▶ What the task asks
Find every line below with the word "woman". Then give only how many there are.

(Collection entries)
────

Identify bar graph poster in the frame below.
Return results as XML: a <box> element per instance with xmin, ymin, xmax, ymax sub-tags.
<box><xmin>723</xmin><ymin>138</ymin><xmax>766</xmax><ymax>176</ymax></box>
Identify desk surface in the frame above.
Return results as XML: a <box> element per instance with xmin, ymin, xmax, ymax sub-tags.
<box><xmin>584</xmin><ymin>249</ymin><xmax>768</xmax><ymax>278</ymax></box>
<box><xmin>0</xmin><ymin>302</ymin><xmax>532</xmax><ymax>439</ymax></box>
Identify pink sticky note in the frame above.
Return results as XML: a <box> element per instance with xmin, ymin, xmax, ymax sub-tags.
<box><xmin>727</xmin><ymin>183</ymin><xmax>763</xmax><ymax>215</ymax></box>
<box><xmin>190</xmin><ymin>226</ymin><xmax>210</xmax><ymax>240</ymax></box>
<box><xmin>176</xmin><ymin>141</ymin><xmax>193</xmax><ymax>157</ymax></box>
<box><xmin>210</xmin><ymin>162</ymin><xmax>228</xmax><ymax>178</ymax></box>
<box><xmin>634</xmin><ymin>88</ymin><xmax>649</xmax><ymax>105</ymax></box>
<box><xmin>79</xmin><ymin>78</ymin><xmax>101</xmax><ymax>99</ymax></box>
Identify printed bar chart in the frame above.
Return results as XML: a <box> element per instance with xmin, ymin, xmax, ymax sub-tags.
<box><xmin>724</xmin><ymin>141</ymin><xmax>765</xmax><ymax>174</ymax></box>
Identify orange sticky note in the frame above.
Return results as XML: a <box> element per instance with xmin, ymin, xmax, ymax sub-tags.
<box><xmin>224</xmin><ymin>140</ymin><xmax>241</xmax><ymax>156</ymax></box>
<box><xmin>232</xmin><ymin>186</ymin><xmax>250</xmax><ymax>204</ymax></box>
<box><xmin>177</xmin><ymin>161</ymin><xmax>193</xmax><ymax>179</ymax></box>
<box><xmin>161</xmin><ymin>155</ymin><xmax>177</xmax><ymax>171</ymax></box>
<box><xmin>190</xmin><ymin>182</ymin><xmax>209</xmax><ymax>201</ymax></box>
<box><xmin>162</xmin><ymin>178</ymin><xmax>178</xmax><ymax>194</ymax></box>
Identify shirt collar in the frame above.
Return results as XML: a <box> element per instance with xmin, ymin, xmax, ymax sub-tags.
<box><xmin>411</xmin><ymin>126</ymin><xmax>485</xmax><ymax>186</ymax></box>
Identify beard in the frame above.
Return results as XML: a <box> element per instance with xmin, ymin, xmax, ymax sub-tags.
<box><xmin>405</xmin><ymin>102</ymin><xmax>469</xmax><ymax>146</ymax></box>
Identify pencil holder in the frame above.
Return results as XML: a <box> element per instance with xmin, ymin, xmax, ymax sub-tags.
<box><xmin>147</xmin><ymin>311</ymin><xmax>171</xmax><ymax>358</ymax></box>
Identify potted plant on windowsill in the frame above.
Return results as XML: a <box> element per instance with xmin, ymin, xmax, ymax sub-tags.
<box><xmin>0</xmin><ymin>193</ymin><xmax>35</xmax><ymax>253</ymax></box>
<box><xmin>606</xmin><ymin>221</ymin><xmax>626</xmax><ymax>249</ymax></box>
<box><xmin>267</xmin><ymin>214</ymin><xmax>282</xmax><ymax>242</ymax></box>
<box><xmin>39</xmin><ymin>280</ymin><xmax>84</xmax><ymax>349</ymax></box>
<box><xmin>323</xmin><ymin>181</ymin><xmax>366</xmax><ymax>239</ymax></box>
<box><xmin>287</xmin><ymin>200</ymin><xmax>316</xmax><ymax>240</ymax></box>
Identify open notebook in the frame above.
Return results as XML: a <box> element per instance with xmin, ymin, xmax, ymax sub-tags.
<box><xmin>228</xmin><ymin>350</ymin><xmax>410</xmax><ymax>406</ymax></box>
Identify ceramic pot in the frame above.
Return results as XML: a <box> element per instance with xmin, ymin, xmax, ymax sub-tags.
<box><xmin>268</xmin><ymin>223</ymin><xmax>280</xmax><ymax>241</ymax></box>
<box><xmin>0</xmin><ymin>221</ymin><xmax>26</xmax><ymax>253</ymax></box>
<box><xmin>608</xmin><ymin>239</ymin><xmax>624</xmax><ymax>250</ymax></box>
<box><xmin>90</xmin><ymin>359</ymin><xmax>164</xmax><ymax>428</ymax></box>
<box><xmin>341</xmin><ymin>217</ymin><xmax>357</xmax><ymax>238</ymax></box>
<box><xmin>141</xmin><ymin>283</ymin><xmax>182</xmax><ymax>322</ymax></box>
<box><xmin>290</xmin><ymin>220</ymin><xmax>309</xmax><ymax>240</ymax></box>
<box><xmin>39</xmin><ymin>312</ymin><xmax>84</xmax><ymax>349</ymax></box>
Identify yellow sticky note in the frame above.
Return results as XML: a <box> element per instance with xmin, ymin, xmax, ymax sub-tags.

────

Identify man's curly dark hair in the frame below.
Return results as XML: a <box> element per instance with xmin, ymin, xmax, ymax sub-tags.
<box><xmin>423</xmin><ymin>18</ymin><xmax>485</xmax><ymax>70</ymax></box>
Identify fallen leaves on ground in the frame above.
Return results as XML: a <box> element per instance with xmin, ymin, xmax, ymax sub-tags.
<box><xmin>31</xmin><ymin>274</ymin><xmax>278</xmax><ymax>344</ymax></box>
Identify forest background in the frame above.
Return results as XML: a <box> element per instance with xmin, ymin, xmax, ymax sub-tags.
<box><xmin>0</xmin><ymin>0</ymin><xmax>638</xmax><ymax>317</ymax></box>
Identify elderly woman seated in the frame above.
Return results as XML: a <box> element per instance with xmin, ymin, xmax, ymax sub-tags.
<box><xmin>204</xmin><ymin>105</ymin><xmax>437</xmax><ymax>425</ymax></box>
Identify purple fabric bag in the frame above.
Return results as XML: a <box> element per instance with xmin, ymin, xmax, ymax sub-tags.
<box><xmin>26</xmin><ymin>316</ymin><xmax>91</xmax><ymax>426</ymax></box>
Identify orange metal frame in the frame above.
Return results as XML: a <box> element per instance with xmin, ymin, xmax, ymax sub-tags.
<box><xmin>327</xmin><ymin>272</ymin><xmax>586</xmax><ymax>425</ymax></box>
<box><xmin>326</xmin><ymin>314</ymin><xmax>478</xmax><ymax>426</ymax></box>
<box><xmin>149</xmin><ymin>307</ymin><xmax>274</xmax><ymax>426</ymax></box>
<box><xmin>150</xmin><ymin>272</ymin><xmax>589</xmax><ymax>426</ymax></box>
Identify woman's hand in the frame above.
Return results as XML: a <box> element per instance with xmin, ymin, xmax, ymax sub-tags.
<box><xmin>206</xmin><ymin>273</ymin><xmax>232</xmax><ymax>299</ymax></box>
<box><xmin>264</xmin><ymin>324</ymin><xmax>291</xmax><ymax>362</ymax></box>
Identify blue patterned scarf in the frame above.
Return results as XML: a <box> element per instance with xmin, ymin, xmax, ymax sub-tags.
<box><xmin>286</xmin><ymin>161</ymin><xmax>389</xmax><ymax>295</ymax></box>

────

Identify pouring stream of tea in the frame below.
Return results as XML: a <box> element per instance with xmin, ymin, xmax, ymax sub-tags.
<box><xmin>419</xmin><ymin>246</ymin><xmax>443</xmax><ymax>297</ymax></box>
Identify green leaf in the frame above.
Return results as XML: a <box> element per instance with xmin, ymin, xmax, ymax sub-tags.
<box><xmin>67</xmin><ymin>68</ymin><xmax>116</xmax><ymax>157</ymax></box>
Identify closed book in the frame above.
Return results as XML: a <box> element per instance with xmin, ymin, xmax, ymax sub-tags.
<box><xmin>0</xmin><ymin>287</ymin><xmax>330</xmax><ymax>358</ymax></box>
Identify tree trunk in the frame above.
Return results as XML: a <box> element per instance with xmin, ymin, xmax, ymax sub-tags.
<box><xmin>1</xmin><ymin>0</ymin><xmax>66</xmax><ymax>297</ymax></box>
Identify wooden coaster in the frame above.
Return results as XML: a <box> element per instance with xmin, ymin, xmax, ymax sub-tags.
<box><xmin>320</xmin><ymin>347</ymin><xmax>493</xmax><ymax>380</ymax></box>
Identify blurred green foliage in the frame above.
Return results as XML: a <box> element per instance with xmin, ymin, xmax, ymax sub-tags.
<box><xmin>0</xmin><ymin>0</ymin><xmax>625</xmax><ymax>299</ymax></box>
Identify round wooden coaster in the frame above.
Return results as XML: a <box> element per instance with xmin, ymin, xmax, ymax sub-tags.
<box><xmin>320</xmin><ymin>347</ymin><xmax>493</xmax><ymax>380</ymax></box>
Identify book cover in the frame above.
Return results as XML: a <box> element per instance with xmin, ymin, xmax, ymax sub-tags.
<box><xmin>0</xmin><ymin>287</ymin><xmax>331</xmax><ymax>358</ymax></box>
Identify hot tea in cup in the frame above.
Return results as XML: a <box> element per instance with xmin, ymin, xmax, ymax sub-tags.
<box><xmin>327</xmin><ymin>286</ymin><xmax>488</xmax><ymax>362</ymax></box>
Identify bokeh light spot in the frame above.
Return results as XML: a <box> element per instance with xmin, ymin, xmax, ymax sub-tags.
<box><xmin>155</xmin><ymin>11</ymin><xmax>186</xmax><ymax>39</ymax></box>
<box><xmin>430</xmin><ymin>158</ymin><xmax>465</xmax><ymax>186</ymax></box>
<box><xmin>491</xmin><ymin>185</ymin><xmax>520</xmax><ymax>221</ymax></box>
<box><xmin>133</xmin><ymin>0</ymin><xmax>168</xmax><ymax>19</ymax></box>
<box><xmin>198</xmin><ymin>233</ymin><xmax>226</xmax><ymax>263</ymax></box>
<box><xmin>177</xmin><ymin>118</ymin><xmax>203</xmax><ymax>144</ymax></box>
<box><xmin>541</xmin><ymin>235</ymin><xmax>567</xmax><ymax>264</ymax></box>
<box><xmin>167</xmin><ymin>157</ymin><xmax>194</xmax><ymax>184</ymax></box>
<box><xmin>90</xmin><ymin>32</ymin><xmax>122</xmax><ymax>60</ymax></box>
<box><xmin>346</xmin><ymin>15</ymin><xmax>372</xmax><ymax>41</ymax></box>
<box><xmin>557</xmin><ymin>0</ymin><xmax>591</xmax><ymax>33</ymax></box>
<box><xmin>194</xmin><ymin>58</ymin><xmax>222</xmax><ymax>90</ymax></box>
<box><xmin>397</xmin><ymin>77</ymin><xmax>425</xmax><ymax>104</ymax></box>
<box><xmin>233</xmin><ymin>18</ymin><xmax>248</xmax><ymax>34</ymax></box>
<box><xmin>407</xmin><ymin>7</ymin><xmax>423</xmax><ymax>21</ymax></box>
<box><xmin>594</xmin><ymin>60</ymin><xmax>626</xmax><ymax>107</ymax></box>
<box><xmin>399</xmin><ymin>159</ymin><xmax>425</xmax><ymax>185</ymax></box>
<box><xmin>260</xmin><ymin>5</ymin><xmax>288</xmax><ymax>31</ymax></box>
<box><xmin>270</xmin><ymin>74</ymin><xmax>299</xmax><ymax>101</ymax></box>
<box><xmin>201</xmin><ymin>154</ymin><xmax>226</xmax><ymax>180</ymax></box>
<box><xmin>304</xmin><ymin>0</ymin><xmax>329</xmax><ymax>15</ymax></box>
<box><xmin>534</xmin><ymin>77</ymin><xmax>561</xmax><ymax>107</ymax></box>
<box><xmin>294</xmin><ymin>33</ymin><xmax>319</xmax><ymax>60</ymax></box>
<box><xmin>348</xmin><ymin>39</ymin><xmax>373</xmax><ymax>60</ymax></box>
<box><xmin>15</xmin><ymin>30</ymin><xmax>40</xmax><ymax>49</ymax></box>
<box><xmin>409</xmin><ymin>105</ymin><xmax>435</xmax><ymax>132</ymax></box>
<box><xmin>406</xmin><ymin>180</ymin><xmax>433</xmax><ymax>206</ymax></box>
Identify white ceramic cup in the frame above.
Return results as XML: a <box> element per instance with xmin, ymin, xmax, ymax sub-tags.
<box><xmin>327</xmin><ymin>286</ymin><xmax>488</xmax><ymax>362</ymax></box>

────

▶ Exercise response
2